Problem
An exact transcription of all the records below is required, without any images.

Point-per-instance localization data

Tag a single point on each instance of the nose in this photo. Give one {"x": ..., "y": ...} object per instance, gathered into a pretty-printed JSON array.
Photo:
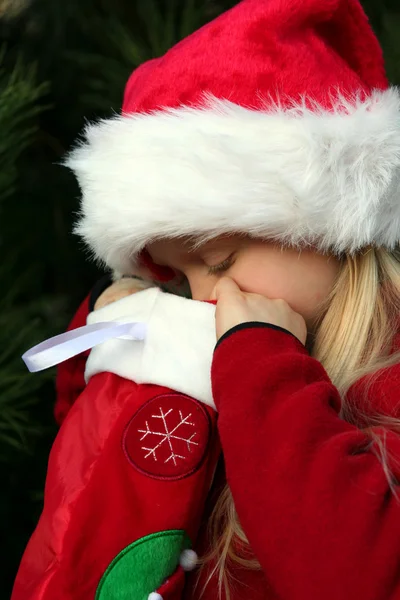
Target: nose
[{"x": 201, "y": 285}]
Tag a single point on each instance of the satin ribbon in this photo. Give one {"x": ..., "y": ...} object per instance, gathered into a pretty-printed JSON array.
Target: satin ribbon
[{"x": 66, "y": 345}]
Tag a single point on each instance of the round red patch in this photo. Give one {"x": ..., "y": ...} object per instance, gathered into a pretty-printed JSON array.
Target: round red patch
[{"x": 168, "y": 436}]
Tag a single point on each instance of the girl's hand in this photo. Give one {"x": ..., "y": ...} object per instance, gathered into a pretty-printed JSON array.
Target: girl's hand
[
  {"x": 235, "y": 307},
  {"x": 121, "y": 288}
]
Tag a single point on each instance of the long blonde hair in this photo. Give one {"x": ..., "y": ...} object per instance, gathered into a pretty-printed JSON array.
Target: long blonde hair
[{"x": 354, "y": 337}]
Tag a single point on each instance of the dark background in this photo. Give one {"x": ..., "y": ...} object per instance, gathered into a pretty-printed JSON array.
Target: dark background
[{"x": 61, "y": 62}]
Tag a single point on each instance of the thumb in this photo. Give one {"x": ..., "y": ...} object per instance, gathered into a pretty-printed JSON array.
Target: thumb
[{"x": 225, "y": 285}]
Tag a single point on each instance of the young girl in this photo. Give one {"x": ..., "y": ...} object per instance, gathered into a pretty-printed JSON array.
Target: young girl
[{"x": 260, "y": 158}]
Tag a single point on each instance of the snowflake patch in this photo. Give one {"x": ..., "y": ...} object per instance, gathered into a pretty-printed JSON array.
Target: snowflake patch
[{"x": 168, "y": 436}]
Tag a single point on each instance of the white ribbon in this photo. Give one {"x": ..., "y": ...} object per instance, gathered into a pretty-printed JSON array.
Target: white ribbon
[{"x": 66, "y": 345}]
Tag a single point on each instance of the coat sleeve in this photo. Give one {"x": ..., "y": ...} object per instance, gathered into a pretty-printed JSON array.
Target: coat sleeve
[
  {"x": 70, "y": 380},
  {"x": 319, "y": 511},
  {"x": 127, "y": 480}
]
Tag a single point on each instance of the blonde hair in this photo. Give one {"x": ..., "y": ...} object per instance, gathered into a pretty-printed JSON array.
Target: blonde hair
[{"x": 354, "y": 337}]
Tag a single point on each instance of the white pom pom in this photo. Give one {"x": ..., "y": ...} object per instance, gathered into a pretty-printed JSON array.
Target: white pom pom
[
  {"x": 188, "y": 560},
  {"x": 155, "y": 596}
]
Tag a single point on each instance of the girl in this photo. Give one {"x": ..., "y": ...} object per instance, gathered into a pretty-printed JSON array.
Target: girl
[{"x": 260, "y": 158}]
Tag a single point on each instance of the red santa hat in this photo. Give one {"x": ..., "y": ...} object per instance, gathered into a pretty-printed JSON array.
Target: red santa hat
[{"x": 274, "y": 120}]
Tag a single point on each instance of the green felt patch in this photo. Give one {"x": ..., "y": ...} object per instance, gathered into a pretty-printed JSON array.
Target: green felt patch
[{"x": 143, "y": 566}]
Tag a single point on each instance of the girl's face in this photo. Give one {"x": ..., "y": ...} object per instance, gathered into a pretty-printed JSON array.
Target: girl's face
[{"x": 303, "y": 278}]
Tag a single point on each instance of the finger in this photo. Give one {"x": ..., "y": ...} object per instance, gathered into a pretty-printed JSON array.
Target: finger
[{"x": 225, "y": 285}]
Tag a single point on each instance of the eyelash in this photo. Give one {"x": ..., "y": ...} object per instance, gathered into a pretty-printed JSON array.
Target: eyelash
[{"x": 224, "y": 266}]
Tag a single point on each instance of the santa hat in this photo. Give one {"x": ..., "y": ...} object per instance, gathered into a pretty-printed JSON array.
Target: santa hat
[{"x": 274, "y": 120}]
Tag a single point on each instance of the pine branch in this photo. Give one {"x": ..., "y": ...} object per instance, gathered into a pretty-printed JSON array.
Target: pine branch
[{"x": 19, "y": 94}]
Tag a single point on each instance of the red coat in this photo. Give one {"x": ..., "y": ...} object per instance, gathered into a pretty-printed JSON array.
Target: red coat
[{"x": 309, "y": 489}]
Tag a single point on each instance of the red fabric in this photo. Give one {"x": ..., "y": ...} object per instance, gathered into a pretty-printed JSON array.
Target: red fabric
[
  {"x": 97, "y": 503},
  {"x": 262, "y": 50},
  {"x": 70, "y": 380},
  {"x": 311, "y": 494}
]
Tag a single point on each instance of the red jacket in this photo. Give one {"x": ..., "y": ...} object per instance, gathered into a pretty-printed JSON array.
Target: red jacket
[{"x": 309, "y": 488}]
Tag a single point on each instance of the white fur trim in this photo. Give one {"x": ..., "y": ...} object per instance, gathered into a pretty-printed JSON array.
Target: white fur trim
[
  {"x": 178, "y": 348},
  {"x": 301, "y": 176}
]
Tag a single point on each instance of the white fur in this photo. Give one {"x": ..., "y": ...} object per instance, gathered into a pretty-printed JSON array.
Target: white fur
[
  {"x": 303, "y": 176},
  {"x": 178, "y": 348}
]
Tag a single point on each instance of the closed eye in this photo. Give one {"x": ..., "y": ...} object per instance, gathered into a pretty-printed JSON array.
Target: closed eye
[{"x": 222, "y": 267}]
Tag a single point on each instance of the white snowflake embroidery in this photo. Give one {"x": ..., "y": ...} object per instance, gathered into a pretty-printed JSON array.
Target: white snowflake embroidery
[{"x": 168, "y": 436}]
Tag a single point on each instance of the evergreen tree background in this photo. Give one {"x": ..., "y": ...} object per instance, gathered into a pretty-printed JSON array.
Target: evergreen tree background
[{"x": 62, "y": 63}]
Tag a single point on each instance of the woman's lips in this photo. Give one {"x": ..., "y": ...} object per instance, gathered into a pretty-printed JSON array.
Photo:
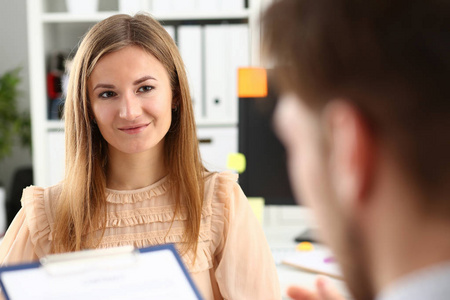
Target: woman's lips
[{"x": 134, "y": 129}]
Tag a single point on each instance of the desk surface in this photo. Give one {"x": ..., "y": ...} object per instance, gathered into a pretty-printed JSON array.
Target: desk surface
[{"x": 281, "y": 225}]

Worked solution
Tag a single point on each instance of the nose in this photo. Give one {"x": ..., "y": ...} object per instance, gathered into a pretty-printed JSON array.
Photo:
Target: nose
[{"x": 201, "y": 285}]
Tag a single point on each instance of the satin ribbon in this photo. Give one {"x": ..., "y": ...} object per instance, gathered into a pretty-printed JSON array.
Target: satin ribbon
[{"x": 66, "y": 345}]
Tag a single point on each instance of the round red patch in this photo. Give one {"x": ..., "y": ...} object per instance, gathered into a pretty-printed JSON array.
Target: round red patch
[{"x": 168, "y": 436}]
Tag a single point on each instance of the girl's hand in this photo. Give one {"x": ..., "y": ...} object per instance, gathered into a pretty-printed JSON array.
Target: girl's hand
[
  {"x": 235, "y": 307},
  {"x": 121, "y": 288}
]
Tag a single point on each instance of the long blonde hair in this photo. Give one {"x": ..., "y": ...} object per instance, gathered into a pretty-printed JSON array.
Target: long blonde hair
[{"x": 354, "y": 337}]
Tag a single point on each instance of the dark background in this photo. Give one {"x": ..., "y": ...} object per instance, gathered into a pretty-printed JSON array.
Target: dark background
[{"x": 61, "y": 62}]
Tag a single point on each instance of the thumb in this photo. Give one {"x": ..., "y": ...} object per instance, gathered into a pretty-printed JSON array.
Target: thumb
[{"x": 225, "y": 285}]
Tag a single point on each instance of the young girl in this photo. Give one {"x": ..., "y": ...} object per instance, gathered into a pretty-printed JSON array.
Target: young girl
[{"x": 260, "y": 158}]
Tag a single point on each instance of the snowflake patch in this photo. Give one {"x": ..., "y": ...} object per instance, gathered into a pretty-printed JSON array.
Target: snowflake patch
[{"x": 168, "y": 436}]
Tag a single point on each instance of the white ribbon in this photo. Give one {"x": ..., "y": ...} object per instance, gathered into a pretty-printed JSON array.
Target: white ribbon
[{"x": 66, "y": 345}]
Tag a single point on each instance of the coat sleeve in this photo. Give one {"x": ..., "y": ...} object per instance, gathered into a pretty-printed JSON array.
Target: coat sleeve
[
  {"x": 70, "y": 380},
  {"x": 319, "y": 511},
  {"x": 127, "y": 480}
]
Tag a single point on each instance of the blonde hair in this photo. Give one {"x": ..., "y": ...} object per instance, gathered into a pretty-printed JSON array.
Target: blonde hair
[{"x": 354, "y": 337}]
Tag a single point on each instance of the white pom pom in this photo. Give one {"x": ..., "y": ...} object per instance, gathered into a pretty-printed JSON array.
Target: white pom pom
[
  {"x": 188, "y": 560},
  {"x": 155, "y": 596}
]
Tag a single point on each instance of the girl in this photo. Give one {"x": ..., "y": ...} object per instance, gathered into a pretty-printed JSON array.
Target: girl
[{"x": 260, "y": 158}]
Tag a single point on each instance of the red santa hat in this photo. Give one {"x": ..., "y": ...} object per instance, gathered into a pretty-printed JSON array.
Target: red santa hat
[{"x": 274, "y": 120}]
Tag a single point on each instance of the green felt patch in this photo. Give one {"x": ..., "y": ...} object per instance, gathered into a pretty-printed JSON array.
Target: green felt patch
[{"x": 143, "y": 566}]
Tag a single point on each instance of the girl's face in this photo. Give one {"x": ..., "y": ...} object per instance, gathered into a pretty-printed JSON array.
Target: girl's face
[{"x": 303, "y": 278}]
Tag a single point on each instance of the finger in this photo. Give one {"x": ..., "y": ...} object per instance, gathered into a pretty-printed JSON array.
Target: finger
[{"x": 225, "y": 285}]
Tag a single point on each instance of the eyelash in this photo. Give one {"x": ..., "y": ...} object per instance, gathered into a pretty-printed JSON array.
Target: eyelash
[{"x": 224, "y": 266}]
Tag a single point on each instance of the santa hat in this photo. Give one {"x": ..., "y": ...} object per instance, gathered into a pretty-printed JSON array.
Target: santa hat
[{"x": 274, "y": 120}]
Tag a single point on each instance of the pine branch in this photo. Give one {"x": ..., "y": ...} object per instance, gathered into a pretty-printed JSON array.
Target: pine branch
[{"x": 19, "y": 94}]
Tag a single point on each instance of the red coat in this photo. Give one {"x": ..., "y": ...} object per instance, gathered into a pretty-printed JSON array.
Target: red coat
[{"x": 309, "y": 489}]
Tag a single point on each instance of the red fabric in this photo. Give one {"x": ..., "y": ...} object per instance, gathered into a pretty-printed JSON array.
Target: red fabric
[
  {"x": 97, "y": 503},
  {"x": 262, "y": 50},
  {"x": 70, "y": 380},
  {"x": 311, "y": 494}
]
Tag a single point on each instance of the red jacket in this photo. Give one {"x": ..., "y": ...} object per instance, gathered into a pretty-printed JSON array.
Target: red jacket
[{"x": 309, "y": 488}]
Tag a single point on each instance of the white fur trim in this photo. Give one {"x": ..., "y": ...} object per instance, gathered into a pretty-printed JSON array.
Target: white fur trim
[
  {"x": 178, "y": 348},
  {"x": 301, "y": 176}
]
Tag a single point on each instance of the white fur in this photo. Give one {"x": ..., "y": ...} object per instance, gathered into a pretty-printed JSON array.
Target: white fur
[
  {"x": 303, "y": 176},
  {"x": 178, "y": 348}
]
Tag a single point on each instance of the closed eye in this photo. Give one {"x": ..., "y": ...} object per instance, gathered into a pretty-printed JSON array.
Target: closed eye
[{"x": 222, "y": 267}]
Tag a single point on each instance of the white snowflake embroidery in this photo. Give one {"x": ..., "y": ...} object per instance, gathered into a pretty-printed JSON array.
Target: white snowflake embroidery
[{"x": 168, "y": 436}]
Tag a single point on each instance of the evergreen tree background in this photo. Give one {"x": ..., "y": ...} object per instance, gathered into a pretty-printed JSON array.
Target: evergreen tree background
[{"x": 62, "y": 63}]
Tag a single point on each instance of the woman's lips in this photo. Give one {"x": ..., "y": ...} object per instance, gathered into a pretty-printed JSON array.
Photo:
Target: woman's lips
[{"x": 134, "y": 129}]
Tag a single point on each instance of the desk surface in this photo. Give one {"x": ..., "y": ...} object per instance, gathered into a pretty-printed JSON array.
Target: desk surface
[{"x": 281, "y": 225}]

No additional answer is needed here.